#### SUPPLIED MATERIAL

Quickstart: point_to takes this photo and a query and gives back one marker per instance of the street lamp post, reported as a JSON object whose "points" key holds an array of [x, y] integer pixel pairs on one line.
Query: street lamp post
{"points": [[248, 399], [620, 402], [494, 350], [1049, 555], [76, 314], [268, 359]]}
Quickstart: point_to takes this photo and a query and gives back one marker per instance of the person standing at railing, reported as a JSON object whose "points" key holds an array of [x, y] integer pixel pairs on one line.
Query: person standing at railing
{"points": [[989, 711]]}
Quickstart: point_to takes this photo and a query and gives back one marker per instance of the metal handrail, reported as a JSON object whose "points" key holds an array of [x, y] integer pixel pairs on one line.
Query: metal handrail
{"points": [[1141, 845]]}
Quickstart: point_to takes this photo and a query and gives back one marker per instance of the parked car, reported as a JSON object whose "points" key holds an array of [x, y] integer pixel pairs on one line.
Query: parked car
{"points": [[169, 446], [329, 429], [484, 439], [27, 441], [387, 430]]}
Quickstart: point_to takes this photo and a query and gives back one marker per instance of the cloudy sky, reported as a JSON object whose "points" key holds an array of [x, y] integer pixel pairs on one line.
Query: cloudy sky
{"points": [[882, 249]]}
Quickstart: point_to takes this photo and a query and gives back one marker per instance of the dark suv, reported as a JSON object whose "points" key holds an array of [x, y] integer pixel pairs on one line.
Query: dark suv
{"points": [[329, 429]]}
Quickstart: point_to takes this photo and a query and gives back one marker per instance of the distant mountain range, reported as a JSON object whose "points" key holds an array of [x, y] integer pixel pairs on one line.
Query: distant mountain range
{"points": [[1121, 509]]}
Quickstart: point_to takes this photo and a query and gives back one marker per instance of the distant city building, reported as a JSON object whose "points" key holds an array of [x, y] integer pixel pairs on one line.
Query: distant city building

########

Restate each entry exactly, skipping none.

WORKED SOLUTION:
Quickstart: point_to takes this photo and a query and gives back one marker per instance of the street lamp post, reported as a JSON object whose "points" key holds an array of [x, y] integer pixel pairs on one line.
Query: street lamp post
{"points": [[248, 399], [620, 402], [494, 350], [1049, 555], [76, 314], [268, 359]]}
Quickstart: point_to takes this photo and a query and gives back one marker per instance of the person standing at railing, reported as a JSON object whose "points" key holds an array of [x, y] integer pixel pairs on one line.
Query: person standing at railing
{"points": [[989, 711]]}
Quickstart: point_to takes this photo and a query and gives back one marker per instance of the metal handrail, reported as a JSON object whose "points" key holds an array of [x, y] integer pixel pairs on one line.
Query: metal handrail
{"points": [[1141, 845]]}
Quickstart: point_to takes this photo and a query and gives back one marker per instance of the parked car, reported as a JSON object whose "points" key holds an array of [x, y] integer pixel pairs on one line.
Query: parked car
{"points": [[169, 446], [329, 429], [484, 439], [27, 441], [387, 430]]}
Quickstart: point_to takes this photo and a query and gives back one marker per instance of the cloudy sky, reported as a JSON object whose "points" key holds an array of [x, y] integer pixel pairs on one line.
Query: cloudy sky
{"points": [[882, 249]]}
Quickstart: point_to takes this photo and a query and gives back one marker per instance of the dark suv, reported as a JSON object whose "points" key holds an array of [x, y] integer pixel pairs on one line.
Query: dark suv
{"points": [[329, 429]]}
Quickstart: point_to takes this photo and a query and gives back one marker per instance of the distant mountain range, reported as a JSON object whose "points" key holds an array of [x, y] integer pixel pairs on one line.
Query: distant mountain range
{"points": [[1121, 509]]}
Quickstart: point_to takes this photo and a query and gives back one marker per instance of the distant city building, reported as a JSON object whose "points" key holds an array of [x, y] integer pixel pairs on one line.
Query: distant city building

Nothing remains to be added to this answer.